* Lista de tareas
1 - Sustituya "sociedad" por "comunidad" en el texto sobre la impunidad y reproduzca el tramo que va desde "La impunidad es la ausencia" hasta "alimenta su multiplicación.", ambos incluidos.
2 - Responda a las siguientes preguntas según el texto sobre la impunidad:
(a) ¿Cómo se define la impunidad?
(b) ¿Qué principio convierte la impunidad en una mera ficción?
(c) ¿Qué delito se cita como ejemplo de delito "menor"?
++++ Fragmento seleccionado
La impunidad es la ausencia de castigo a los culpables de delitos y violaciones a las normas legales; la misma implica un grave obstáculo para la seguridad, desarrollo y el bienestar de la sociedad en la que está presente. Algunos la señalan como consecuencia directa de la corrupción: otros prefieren considerarla como un círculo vicioso donde la corrupción genera impunidad y ésta, a su vez, impulsa una creciente corrupción.
Lo cierto es que una de las consecuencias más graves del reinado de la impunidad es la erosión que provoca en los valores éticos y morales al poner a ciertos grupos o élites por encima del sistema legal convirtiendo en una mera ficción el principio de igualdad ante la ley. Si la Justicia no garantiza que se castigue el delito, esta perversión de las normas estimula la reincidencia de las faltas y alimenta su multiplicación.
Así como los estudios científicos han demostrado que una droga “ligera” como la mariguana señala el camino para arribar a otras de carácter pesado en cuanto a adicción y peligro, igualmente la tolerancia a delitos “menores” como la piratería va creando en la sociedad una actitud permisiva para delitos de mayor envergadura como el atraco a las arcas públicas. Esta creciente permisividad y tolerancia ante la impunidad, sin duda alguna, es la fuente primaria que nos ha llevado a la situación que todos lamentamos pero que nadie se esfuerza en corregir. Situación donde, cada día, los escándalos de corrupción se multiplican como una infección descontrolada sin que medie castigo para quienes cometen los ilícitos.
++++++++
++++ Información de origen
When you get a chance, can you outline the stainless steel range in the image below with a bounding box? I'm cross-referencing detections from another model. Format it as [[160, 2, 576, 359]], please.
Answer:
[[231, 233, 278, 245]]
++++++++
++++ Información de origen
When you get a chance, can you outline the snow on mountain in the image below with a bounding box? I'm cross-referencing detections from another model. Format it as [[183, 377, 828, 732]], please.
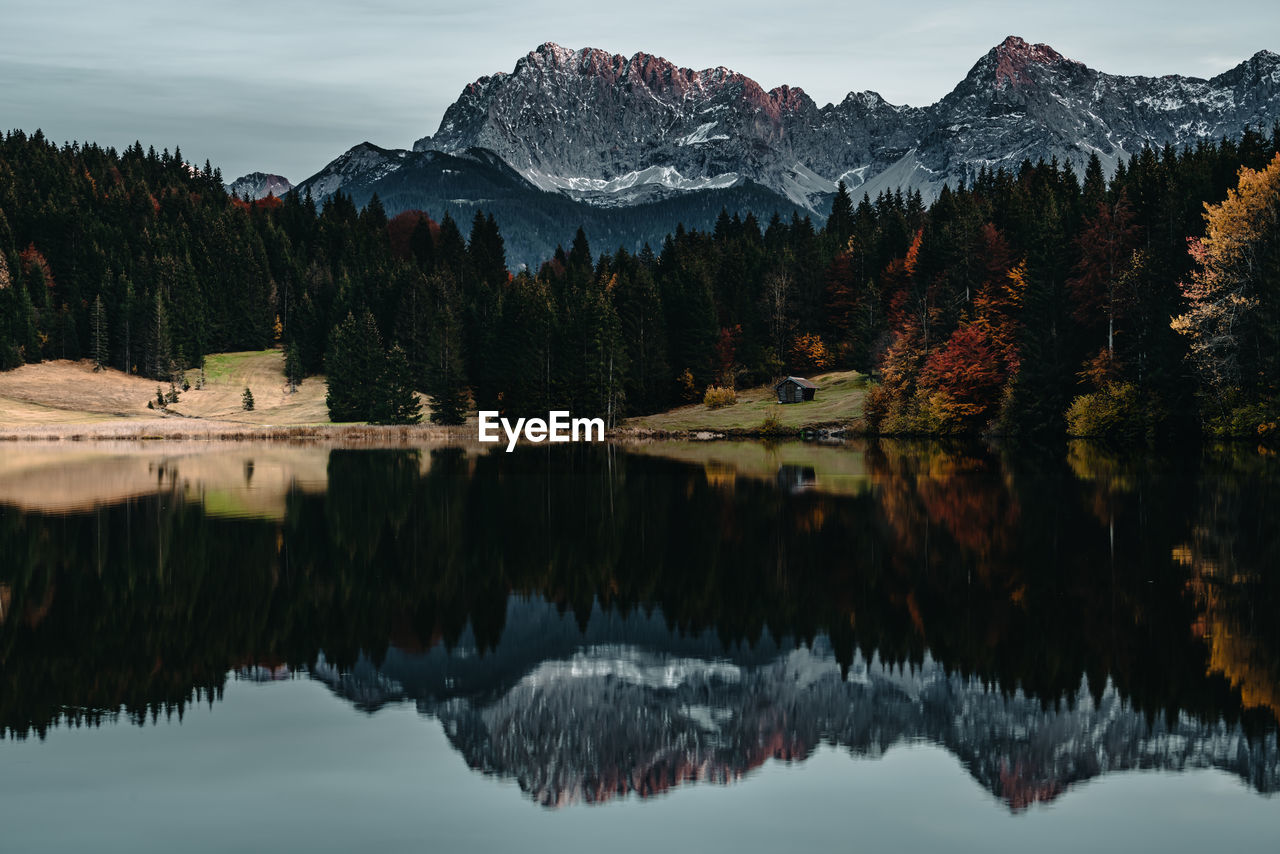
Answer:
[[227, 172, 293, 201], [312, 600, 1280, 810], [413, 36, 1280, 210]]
++++++++
* Respuestas por tarea
1 -
La impunidad es la ausencia de castigo a los culpables de delitos y violaciones a las normas legales; la misma implica un grave obstáculo para la seguridad, desarrollo y el bienestar de la comunidad en la que está presente. Algunos la señalan como consecuencia directa de la corrupción: otros prefieren considerarla como un círculo vicioso donde la corrupción genera impunidad y ésta, a su vez, impulsa una creciente corrupción.
Lo cierto es que una de las consecuencias más graves del reinado de la impunidad es la erosión que provoca en los valores éticos y morales al poner a ciertos grupos o élites por encima del sistema legal convirtiendo en una mera ficción el principio de igualdad ante la ley. Si la Justicia no garantiza que se castigue el delito, esta perversión de las normas estimula la reincidencia de las faltas y alimenta su multiplicación.

2 -
(a) Como la ausencia de castigo a los culpables de delitos y violaciones a las normas legales.
(b) El principio de igualdad ante la ley.
(c) La piratería.